-- begin Record set --

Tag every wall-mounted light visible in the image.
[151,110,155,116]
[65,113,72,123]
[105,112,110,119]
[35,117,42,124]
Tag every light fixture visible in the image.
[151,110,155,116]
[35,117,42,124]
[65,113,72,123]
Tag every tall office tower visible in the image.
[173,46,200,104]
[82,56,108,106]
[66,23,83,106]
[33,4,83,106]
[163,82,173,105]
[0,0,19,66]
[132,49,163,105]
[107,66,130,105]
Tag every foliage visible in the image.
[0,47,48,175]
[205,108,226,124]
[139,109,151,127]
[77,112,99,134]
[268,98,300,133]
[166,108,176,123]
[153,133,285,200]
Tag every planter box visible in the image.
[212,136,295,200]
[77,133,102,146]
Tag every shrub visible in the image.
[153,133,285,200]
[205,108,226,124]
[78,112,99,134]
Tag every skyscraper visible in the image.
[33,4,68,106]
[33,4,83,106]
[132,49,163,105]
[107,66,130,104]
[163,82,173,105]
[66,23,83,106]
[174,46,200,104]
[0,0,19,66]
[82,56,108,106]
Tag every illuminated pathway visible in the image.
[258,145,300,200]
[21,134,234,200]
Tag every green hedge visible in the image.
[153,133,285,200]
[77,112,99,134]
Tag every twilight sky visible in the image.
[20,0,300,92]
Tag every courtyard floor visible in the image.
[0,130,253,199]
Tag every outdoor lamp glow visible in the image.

-- end Record set --

*Written task:* Rewrite all of the records above, swapping "Tag" for "Label" wherever it occurs and leaving everything else unchanged.

*Solution for this task:*
Label every wall-mounted light visible in the image.
[151,110,155,116]
[65,113,72,123]
[105,112,110,119]
[35,117,42,124]
Label every light fixture visible in the image.
[151,110,155,116]
[35,117,42,124]
[65,113,72,123]
Label every tall office tower visible in the image.
[173,46,200,104]
[82,56,108,106]
[66,23,83,106]
[33,4,83,106]
[163,82,173,105]
[0,0,19,66]
[132,49,163,105]
[107,66,130,105]
Label every foliage visible in the image.
[0,47,48,175]
[205,108,226,124]
[139,109,151,127]
[77,112,99,134]
[268,98,300,133]
[166,108,176,123]
[153,133,285,200]
Label every planter box visible in the image.
[212,136,295,200]
[77,133,102,146]
Label every shrub visible in the image.
[153,133,285,200]
[205,108,226,124]
[78,112,99,134]
Label every skyscraper visible in the image.
[33,4,68,106]
[33,4,83,106]
[132,49,163,105]
[107,66,130,104]
[163,82,173,105]
[66,23,83,106]
[174,46,200,104]
[0,0,19,66]
[82,56,108,106]
Label every illuminated pathway visible in the image.
[258,145,300,200]
[21,134,234,200]
Label every green hedge visible in the image.
[153,133,285,200]
[77,112,99,134]
Label every twilight sky visible in the image.
[20,0,300,92]
Label every courtyard floor visible in the image.
[0,130,253,199]
Label every outdoor lamp glow visible in the image.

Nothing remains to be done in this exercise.